ИЗБРАННЫЙ ОТРЫВОК
А со всем тем, что слепой классовой ненавистью вековечно сдвигается на «тот конец»: туда, где «чистенько», «гладенько» и безопасно. Там главное лицо — «штабной»: тот, что в избе сидит, а не в окопе, под крышей сидит, под крылом у начальства.

Всеволод Кочетов в последнем своем яростном романе, обрушившись на безвестного (как он поверил) автора песни, второпях переиначил так: «А он был наш писарь штабной».

Один из авторов песни (много лет спустя обнаружившийся) переспросил язвительно:

— «Наш»?? Это что же, значит, он тут же где-то рядом с нами и обретался? И она с ним, выходит, спала где-то тут же, на передовой? Подлог! Весь сюжет фальсифицируется. Широта обобщения пропадает!

Верно: Кочетов процитировал небрежно, обнаружив собственную глухоту к тексту, но… даже в его неуклюжем варианте строка все-таки действует. Потому что главное в ней слово: «штабной». А уж что «писаришка» — это от полноты чувств. Хватило же у «писаришки» статей к бабе полезть… но это уже сюжет. Пока что отметим филигранную точность экспозиции: ни словечка не сдвинешь. Кочетов сдвинул — сразу чувствуется. Впрочем, в народном исполнении безвестные певцы тоже сдвигали иные строки, но — не к худшему, об этом дальше. А пока о том, как Кочетов и следующую строфу отредактировал.

Строфа в подлиннике такая:

Ой, Клава, родимая Клава,

Ужели судьбой суждено,

Чтоб ты променяла, шалава,

Орла на такое говно!?

Кочетова смутила «шалава». Он из нее сделал «дуру», для чего Клаву перекрестил в Шуру. «Говно» его, как ни странно, не смутило; впрочем, его в интеллигентских кругах привычно заменяли «дерьмом», которое в свое время в окаменевшем виде узаконил Маяковский. Переименование героини, однако, весьма чувствительно: выпуклую Клаву подменили беспомощной Шурой (определения — из блестящей статьи Е.Калинцева, к которой я еще вернусь).

В общем, куплет опять попортили, но опять не убили. Потому что интонационно он очень устойчив. Место Клавы — свято. Она тут — высший Судия. Она тут, если угодно, сама Россия! И появляется она в аксессуарах государственных, осененная орлом и осиянная Роком, да еще дважды, в магическом повторе: «судьбой суждено». И это не «масляное масло», это знак глобальности!

ЦЕЛЬ УПРАЖНЕНИЯ
Перескажите отрывок о песне и ее правке Кочетовым в двух предложениях.

[Примеры разметки точками]

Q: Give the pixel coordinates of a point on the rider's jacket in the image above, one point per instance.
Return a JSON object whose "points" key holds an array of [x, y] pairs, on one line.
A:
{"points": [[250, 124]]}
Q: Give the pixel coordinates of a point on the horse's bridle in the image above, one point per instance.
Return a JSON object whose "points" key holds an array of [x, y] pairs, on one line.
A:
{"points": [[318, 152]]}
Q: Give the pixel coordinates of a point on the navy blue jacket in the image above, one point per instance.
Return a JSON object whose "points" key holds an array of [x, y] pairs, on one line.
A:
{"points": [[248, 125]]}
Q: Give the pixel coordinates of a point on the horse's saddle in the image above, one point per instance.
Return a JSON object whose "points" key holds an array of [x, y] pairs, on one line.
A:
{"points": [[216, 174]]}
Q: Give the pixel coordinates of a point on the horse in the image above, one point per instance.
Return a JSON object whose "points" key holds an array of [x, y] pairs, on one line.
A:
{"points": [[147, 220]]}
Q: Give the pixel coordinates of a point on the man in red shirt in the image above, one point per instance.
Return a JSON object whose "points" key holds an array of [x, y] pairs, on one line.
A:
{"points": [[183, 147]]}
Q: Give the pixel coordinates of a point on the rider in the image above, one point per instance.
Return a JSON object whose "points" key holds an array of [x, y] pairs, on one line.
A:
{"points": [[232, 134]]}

ОТВЕТ К ЗАДАЧЕ
В последнем своем романе Кочетов небрежно процитировал песню как «А он был наш писарь штабной», и один из ее авторов язвительно обвинил его в подлоге, однако главное слово «штабной» уцелело, и строка все-таки действует. В следующей строфе Кочетов заменил «шалаву» на «дуру», а Клаву переименовал в Шуру, но куплет интонационно очень устойчив и не погиб, ведь Клава в нем высший Судия и, если угодно, сама Россия.